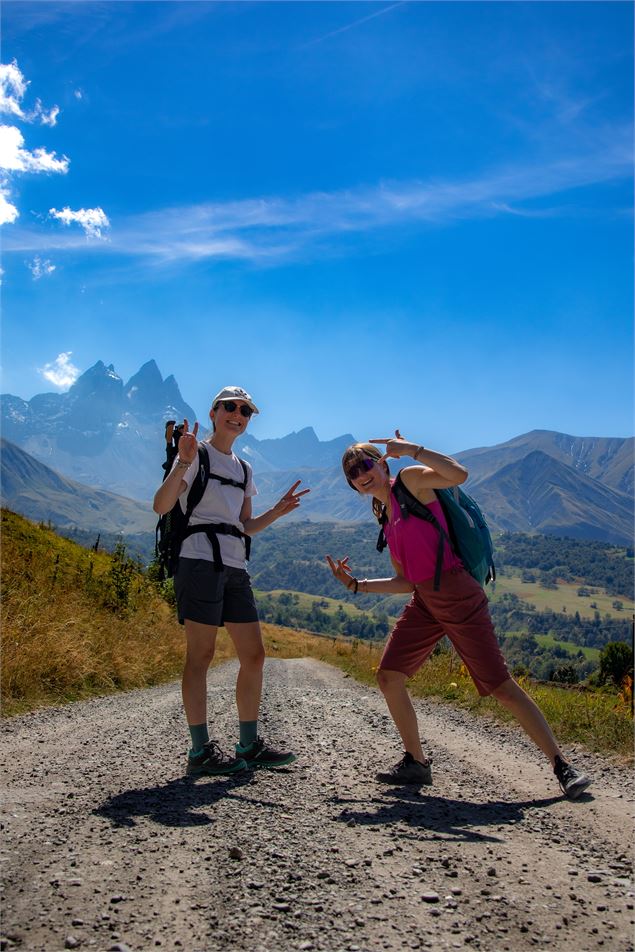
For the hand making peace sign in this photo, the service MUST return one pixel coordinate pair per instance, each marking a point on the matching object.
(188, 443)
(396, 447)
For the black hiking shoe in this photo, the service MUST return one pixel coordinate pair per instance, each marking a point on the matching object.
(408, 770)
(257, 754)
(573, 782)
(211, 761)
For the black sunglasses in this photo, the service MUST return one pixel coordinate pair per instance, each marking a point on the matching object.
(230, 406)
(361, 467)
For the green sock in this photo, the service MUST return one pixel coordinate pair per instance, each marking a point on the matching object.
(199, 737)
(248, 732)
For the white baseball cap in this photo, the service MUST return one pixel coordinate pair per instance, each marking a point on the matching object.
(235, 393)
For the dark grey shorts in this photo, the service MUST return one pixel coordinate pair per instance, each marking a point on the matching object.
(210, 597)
+++
### [What you have to do]
Please print the data above once more, exactly and without images.

### [Solution to the problem]
For the hand making peace sign in this photo, the service MUST return one pixel coordinate pair per instance, each marking a point on the matching object.
(188, 443)
(396, 447)
For the black hiking shoe in this photo, the service MUST return one pixel coordinate pair per instance, each marking a point on the matching object.
(408, 770)
(257, 754)
(573, 782)
(211, 761)
For the black sunglasses in this photo, the service MUST return one pixel coordinate pair per instance, each marking a point on the matching object.
(230, 406)
(361, 467)
For the green sock in this photo, the service MUST return one pixel coordinate pair per instance, each marking a point on the matching object.
(199, 737)
(248, 732)
For the white baseball cap in this photo, the service MUST return one pixel coordinate pair per instance, each marking a point on the matching object.
(235, 393)
For the dark grey shorts in this photo, the service MUST return one pixel coordinate pair per instance, each marking a point on the matching object.
(210, 597)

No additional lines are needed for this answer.